> Your instructions: Copy the records word for word, from the line with "target | curved turret wall" through the end of the records, but leave the pictures out.
== Extracted data ==
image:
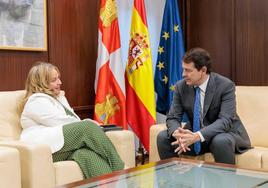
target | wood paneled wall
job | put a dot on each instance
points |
(233, 31)
(72, 46)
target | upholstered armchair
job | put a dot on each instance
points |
(9, 168)
(37, 167)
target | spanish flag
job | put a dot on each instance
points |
(141, 113)
(110, 101)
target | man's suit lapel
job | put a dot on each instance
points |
(210, 91)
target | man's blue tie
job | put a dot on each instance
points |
(196, 122)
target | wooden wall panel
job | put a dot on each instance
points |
(72, 46)
(210, 26)
(251, 42)
(14, 66)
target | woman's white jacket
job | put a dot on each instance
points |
(42, 120)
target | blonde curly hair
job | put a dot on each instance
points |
(39, 78)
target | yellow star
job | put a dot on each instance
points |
(160, 65)
(165, 79)
(166, 35)
(160, 49)
(176, 28)
(172, 87)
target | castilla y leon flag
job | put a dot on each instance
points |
(140, 99)
(110, 101)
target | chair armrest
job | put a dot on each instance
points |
(154, 131)
(10, 168)
(37, 168)
(125, 145)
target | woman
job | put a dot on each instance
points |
(47, 118)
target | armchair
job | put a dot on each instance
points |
(37, 167)
(9, 168)
(252, 108)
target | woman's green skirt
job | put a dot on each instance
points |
(88, 145)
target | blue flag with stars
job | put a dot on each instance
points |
(169, 60)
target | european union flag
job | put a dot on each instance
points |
(170, 52)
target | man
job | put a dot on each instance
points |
(209, 101)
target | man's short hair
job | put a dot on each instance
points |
(199, 57)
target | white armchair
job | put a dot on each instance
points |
(37, 167)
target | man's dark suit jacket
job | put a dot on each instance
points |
(219, 111)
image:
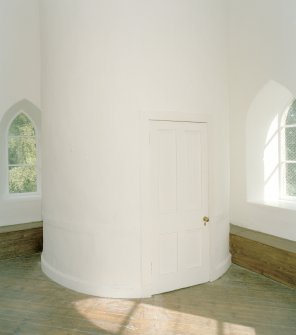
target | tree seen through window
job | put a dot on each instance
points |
(22, 161)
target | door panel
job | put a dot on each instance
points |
(179, 200)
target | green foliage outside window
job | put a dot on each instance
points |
(22, 156)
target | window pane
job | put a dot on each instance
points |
(291, 116)
(290, 134)
(21, 150)
(291, 179)
(22, 179)
(21, 126)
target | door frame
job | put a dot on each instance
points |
(145, 211)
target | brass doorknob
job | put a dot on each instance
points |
(205, 220)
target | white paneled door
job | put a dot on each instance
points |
(179, 201)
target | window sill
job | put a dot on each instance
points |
(22, 197)
(282, 204)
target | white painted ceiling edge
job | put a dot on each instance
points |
(103, 63)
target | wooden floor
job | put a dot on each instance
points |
(239, 303)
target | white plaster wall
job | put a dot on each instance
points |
(262, 59)
(105, 62)
(19, 79)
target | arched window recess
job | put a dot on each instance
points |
(22, 155)
(288, 153)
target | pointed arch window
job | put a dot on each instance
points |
(288, 153)
(22, 155)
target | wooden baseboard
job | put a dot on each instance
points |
(265, 254)
(21, 240)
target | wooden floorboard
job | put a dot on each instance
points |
(20, 240)
(239, 303)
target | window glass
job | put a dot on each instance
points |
(22, 168)
(291, 116)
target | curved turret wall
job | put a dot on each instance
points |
(103, 64)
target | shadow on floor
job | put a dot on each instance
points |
(239, 303)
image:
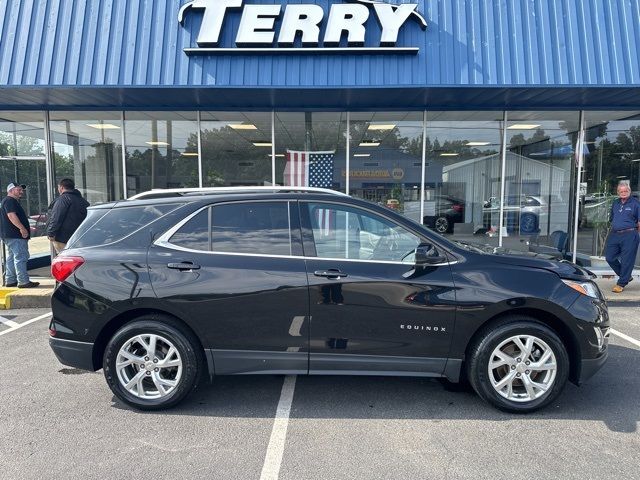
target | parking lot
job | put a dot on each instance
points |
(58, 422)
===
> Completed task:
target | curved turret wall
job | put a dot on each instance
points |
(103, 64)
target | shadow on floor
job | put a dot on each instance
points |
(239, 303)
image:
target | parking lot
job | put a dot on each instance
points |
(58, 422)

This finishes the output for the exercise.